▶ Problem details
Reproduce the line that contains "Check that each instance of the small black" and every line after it through the end of the records, exactly, with nothing added.

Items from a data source

++++++++++++++++++++

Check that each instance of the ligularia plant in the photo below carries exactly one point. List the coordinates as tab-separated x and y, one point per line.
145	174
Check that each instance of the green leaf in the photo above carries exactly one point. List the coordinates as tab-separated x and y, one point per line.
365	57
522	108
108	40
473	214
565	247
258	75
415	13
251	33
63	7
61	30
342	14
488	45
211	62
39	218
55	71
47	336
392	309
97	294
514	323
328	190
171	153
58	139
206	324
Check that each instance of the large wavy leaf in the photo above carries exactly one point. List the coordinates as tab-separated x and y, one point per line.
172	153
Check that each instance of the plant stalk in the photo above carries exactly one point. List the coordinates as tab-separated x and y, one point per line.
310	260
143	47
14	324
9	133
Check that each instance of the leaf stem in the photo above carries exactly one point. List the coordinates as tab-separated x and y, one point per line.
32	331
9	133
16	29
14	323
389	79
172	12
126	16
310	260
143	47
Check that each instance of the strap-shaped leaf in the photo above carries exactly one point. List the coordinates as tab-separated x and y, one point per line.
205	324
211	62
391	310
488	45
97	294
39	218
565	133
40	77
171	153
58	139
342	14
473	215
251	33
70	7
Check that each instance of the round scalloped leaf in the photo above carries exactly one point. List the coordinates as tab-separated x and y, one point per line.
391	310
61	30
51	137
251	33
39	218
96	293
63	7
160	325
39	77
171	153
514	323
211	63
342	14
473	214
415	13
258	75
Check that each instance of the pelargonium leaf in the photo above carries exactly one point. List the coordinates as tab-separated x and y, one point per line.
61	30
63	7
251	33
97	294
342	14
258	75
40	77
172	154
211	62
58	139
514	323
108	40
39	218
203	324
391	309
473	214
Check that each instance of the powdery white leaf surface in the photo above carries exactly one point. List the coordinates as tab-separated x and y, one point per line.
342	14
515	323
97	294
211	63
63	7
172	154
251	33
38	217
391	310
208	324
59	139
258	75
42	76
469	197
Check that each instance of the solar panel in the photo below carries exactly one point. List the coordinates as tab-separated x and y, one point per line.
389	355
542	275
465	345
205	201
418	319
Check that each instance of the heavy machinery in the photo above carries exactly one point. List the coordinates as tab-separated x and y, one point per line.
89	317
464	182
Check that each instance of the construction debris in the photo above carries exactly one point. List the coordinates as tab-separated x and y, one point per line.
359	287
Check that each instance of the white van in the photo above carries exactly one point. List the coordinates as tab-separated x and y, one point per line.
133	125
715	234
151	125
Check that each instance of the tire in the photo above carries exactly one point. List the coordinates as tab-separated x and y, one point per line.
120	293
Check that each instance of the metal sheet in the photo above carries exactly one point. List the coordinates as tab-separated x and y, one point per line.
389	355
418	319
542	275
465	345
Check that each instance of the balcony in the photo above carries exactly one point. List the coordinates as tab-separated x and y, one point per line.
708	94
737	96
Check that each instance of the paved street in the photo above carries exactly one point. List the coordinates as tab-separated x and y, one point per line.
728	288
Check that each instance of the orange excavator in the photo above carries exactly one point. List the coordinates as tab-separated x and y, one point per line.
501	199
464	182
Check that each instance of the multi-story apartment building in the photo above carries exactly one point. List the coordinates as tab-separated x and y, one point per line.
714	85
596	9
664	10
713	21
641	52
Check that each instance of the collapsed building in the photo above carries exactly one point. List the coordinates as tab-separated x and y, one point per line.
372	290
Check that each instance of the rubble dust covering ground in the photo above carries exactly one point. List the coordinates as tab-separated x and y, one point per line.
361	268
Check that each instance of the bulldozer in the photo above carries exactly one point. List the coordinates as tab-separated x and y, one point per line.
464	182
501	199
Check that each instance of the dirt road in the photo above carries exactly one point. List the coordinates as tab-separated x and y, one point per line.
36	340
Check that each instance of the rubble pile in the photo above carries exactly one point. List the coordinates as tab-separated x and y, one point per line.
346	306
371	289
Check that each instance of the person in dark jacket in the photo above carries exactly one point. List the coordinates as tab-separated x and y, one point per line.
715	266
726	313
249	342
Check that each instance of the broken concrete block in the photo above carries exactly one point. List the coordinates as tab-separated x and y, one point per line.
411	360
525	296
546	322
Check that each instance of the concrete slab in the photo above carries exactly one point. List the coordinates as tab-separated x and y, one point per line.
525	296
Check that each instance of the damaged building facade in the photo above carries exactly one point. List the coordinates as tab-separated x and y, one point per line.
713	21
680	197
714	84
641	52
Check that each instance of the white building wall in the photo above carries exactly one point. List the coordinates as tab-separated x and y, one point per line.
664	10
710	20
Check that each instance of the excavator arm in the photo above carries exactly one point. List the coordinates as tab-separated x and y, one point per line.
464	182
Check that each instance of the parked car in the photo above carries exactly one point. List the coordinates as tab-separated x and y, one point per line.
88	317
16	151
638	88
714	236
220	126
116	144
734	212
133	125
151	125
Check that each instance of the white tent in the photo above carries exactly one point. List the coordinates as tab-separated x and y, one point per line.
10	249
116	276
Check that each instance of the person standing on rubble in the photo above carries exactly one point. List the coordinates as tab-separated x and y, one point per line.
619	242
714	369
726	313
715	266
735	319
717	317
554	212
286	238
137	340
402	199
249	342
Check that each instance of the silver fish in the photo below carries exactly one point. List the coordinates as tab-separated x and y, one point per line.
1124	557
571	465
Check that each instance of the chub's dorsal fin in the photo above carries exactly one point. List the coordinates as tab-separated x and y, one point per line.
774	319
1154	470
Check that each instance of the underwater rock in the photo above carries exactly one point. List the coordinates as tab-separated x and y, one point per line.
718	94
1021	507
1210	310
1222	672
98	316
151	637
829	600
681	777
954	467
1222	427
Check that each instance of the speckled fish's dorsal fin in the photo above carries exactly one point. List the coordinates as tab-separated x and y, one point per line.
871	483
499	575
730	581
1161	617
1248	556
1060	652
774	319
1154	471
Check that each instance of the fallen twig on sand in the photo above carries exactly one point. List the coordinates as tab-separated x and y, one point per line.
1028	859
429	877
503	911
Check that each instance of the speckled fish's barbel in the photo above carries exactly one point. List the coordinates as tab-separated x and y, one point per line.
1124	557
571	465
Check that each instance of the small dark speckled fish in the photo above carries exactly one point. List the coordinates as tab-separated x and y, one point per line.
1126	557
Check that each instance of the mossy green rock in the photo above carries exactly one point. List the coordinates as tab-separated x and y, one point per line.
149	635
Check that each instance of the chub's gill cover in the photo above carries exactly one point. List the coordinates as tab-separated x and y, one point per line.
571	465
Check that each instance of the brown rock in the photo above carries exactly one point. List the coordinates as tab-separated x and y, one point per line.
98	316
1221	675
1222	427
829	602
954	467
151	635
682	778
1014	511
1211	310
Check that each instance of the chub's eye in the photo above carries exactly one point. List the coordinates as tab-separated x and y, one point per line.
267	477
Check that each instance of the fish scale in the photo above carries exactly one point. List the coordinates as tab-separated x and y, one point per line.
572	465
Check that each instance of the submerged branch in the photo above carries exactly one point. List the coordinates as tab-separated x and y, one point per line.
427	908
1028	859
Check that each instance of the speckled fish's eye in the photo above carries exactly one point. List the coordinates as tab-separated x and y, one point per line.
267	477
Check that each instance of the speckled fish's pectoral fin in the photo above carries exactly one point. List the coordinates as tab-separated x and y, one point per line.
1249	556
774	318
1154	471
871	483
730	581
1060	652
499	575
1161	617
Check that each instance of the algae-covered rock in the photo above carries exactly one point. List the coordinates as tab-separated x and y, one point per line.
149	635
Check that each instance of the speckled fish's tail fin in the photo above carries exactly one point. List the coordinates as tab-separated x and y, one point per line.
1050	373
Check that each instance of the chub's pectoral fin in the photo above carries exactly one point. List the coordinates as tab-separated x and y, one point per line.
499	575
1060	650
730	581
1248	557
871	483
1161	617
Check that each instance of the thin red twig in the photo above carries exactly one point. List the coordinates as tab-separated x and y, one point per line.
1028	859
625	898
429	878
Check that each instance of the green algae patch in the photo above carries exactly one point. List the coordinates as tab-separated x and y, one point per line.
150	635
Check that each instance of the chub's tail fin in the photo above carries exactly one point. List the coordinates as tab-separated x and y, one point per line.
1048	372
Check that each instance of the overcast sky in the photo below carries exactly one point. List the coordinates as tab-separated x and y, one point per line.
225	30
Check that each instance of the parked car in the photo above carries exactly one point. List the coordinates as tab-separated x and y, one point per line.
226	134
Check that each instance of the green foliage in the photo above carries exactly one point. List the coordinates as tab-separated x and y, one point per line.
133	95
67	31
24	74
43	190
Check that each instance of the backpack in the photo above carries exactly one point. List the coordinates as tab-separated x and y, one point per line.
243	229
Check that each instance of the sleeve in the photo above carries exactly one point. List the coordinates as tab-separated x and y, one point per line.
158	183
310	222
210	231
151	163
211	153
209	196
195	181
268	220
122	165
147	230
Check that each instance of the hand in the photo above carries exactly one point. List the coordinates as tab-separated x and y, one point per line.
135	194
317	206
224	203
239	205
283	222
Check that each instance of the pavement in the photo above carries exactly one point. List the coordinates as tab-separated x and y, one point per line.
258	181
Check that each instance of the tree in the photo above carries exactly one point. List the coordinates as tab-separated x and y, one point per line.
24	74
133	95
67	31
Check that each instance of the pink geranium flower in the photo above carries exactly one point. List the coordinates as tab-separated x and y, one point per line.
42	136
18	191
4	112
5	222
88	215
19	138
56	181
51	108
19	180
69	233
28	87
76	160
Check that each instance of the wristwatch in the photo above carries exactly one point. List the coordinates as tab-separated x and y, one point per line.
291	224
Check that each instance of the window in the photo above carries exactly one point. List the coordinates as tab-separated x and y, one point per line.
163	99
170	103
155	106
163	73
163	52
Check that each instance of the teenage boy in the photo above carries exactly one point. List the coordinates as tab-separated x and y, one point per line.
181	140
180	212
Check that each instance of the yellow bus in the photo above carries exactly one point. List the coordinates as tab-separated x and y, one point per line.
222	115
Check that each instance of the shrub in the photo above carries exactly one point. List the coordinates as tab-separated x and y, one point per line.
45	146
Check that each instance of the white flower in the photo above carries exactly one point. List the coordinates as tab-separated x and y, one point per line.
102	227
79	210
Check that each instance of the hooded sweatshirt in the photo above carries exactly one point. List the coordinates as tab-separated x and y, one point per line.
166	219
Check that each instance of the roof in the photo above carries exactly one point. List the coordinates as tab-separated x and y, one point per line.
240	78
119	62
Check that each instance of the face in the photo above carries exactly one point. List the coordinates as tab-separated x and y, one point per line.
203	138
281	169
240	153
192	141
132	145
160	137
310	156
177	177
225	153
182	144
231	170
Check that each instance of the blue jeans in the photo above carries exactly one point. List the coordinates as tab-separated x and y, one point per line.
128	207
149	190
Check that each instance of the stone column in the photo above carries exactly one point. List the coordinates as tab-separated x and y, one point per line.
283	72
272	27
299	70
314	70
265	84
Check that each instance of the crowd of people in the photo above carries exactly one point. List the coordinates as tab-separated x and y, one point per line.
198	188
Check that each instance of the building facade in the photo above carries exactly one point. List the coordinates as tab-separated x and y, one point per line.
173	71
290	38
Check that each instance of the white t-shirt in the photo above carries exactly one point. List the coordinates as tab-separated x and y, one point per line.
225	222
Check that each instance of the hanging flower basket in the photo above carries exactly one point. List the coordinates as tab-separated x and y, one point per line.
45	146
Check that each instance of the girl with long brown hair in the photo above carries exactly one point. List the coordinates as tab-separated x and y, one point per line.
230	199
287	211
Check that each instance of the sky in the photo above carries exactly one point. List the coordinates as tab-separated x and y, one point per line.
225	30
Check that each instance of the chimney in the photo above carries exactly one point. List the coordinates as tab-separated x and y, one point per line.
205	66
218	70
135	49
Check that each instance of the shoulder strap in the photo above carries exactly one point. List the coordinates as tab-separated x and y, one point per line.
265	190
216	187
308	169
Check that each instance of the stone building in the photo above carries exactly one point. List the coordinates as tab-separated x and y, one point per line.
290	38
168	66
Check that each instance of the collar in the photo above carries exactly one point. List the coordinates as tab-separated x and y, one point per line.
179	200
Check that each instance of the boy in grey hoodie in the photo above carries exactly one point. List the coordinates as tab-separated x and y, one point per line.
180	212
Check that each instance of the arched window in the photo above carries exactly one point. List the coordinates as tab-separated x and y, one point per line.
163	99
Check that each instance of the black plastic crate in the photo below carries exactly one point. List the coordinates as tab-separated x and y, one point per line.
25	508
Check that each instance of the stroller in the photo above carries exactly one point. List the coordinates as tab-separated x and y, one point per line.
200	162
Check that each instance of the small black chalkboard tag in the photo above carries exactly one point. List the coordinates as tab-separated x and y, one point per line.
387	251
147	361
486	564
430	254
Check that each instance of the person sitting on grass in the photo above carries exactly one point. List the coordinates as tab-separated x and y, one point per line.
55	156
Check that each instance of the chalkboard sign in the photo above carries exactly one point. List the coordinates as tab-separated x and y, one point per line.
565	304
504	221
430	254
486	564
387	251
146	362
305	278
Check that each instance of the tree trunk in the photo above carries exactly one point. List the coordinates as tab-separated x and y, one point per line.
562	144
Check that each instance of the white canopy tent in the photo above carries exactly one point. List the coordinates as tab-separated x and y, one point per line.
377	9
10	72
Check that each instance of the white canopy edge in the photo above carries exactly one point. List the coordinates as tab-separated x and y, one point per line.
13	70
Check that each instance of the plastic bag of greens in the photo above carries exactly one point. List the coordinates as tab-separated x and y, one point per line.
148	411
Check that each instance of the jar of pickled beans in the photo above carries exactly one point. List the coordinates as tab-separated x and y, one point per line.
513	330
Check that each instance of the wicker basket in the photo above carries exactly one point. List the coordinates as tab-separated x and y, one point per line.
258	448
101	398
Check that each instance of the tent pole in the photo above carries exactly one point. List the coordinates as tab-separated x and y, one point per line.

++++++++++++++++++++

▶ Solution for this task
Check that each instance of the small black chalkboard tag in the photo above carries exactly one point. List the coordinates as tab-separated x and y, one point per line.
387	251
147	361
486	564
430	254
Check that each instance of the person sitting on grass in the photo above carries exactly one point. List the coordinates as tab-separated x and y, one point per line.
55	156
Check that each instance of the chalkboard sign in the photo above carries exactly one point. List the coordinates as tab-separated x and y, one point per line.
565	304
504	221
430	254
486	564
387	251
146	362
305	278
Check that each instance of the tree trunk in the photo above carries exactly one point. List the coordinates as tab-separated x and y, one point per line.
562	144
Check that each instance of the white canopy tent in the photo above carries exactly one point. List the coordinates as tab-separated x and y, one point per line.
377	9
10	72
Check that each instance of the white canopy edge in the photo above carries exactly one point. List the coordinates as tab-separated x and y, one point per line.
13	70
Check that each instance of the plastic bag of greens in the photo above carries exactly one point. List the coordinates as tab-separated x and y, one point per line.
148	411
Check that each instance of the jar of pickled beans in the photo above carries exactly one point. List the coordinates as tab-separated x and y, one point per line.
513	330
Check that each instance of the wicker basket in the photo above carries exactly one point. List the coordinates as tab-separated x and y, one point per line.
258	448
101	398
Check that each instance of the tent pole in the photo above carries exactly one point. List the coordinates as tab-separated x and y, one point per line.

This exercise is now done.